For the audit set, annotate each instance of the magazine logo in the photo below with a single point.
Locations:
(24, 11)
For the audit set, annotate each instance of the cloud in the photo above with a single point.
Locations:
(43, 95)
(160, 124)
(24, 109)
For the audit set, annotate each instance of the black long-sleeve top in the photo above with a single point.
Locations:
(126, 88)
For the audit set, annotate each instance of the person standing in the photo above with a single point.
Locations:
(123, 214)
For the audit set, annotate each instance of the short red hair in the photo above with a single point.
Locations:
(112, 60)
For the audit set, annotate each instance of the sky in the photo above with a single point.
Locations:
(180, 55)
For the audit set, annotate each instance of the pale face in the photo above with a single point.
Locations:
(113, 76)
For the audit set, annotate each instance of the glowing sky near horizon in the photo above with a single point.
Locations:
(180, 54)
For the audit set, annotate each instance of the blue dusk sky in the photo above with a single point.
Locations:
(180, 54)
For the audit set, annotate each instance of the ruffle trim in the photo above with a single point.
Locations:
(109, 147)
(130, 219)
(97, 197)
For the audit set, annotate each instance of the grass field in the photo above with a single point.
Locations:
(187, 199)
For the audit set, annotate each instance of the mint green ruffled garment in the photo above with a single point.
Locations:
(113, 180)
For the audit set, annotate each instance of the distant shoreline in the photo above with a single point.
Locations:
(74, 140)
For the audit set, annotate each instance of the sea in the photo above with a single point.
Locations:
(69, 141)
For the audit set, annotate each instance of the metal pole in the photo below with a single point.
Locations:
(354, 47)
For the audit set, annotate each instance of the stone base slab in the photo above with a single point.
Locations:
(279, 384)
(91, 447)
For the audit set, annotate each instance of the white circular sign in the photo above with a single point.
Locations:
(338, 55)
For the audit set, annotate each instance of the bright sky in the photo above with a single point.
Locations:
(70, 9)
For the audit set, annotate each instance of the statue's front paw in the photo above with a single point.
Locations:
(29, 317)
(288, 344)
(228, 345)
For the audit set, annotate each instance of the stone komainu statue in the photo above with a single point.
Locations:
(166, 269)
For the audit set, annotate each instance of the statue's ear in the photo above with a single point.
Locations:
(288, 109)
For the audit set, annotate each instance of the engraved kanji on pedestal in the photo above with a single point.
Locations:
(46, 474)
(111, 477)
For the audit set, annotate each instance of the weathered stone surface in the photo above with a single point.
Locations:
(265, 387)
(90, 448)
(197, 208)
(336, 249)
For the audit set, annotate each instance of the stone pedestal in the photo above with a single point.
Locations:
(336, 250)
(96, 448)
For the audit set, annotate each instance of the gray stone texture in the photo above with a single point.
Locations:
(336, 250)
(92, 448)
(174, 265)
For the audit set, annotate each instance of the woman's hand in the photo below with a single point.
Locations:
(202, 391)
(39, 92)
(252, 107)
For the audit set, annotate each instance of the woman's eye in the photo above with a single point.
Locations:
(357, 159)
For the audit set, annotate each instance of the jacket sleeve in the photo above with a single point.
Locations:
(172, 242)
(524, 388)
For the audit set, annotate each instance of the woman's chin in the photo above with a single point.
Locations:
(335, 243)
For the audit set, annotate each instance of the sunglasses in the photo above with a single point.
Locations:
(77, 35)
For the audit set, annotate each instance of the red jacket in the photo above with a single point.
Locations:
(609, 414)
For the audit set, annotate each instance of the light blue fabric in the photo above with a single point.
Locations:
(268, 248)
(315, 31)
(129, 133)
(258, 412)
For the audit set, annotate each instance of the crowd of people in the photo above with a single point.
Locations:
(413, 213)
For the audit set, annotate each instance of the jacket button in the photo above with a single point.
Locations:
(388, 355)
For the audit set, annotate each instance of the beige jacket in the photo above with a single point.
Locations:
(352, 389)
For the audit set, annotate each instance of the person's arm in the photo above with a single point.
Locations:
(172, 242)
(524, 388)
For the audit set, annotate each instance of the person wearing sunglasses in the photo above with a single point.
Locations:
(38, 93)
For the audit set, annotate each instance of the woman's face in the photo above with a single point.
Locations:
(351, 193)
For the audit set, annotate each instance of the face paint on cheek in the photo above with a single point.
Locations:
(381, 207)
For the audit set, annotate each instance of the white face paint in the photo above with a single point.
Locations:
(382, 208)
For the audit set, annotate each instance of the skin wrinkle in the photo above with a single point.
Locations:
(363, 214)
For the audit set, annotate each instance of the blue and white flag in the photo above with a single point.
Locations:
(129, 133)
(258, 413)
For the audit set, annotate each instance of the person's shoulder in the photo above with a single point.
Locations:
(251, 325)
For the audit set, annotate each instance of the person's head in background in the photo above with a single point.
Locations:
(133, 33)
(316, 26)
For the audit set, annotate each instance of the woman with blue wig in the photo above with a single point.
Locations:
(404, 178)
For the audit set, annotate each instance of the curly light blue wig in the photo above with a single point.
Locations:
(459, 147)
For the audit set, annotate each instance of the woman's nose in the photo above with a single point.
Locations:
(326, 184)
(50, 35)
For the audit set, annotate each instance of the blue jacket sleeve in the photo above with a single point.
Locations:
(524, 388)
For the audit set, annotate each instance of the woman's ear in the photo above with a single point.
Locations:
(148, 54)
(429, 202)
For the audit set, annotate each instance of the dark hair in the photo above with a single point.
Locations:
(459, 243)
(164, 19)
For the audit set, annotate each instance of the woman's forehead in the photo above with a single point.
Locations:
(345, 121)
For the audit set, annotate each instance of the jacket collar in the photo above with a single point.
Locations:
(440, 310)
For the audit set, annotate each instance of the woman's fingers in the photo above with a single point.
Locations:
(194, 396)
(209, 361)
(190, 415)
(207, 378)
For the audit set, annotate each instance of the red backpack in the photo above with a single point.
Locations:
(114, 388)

□ □ □ □ □

Go through the entries. Report every line that contains the word "hair".

For the audit set, annotate each instance of the short red hair in the photo above with a single point.
For the audit set, annotate each instance of the dark hair in the photo above with a single point.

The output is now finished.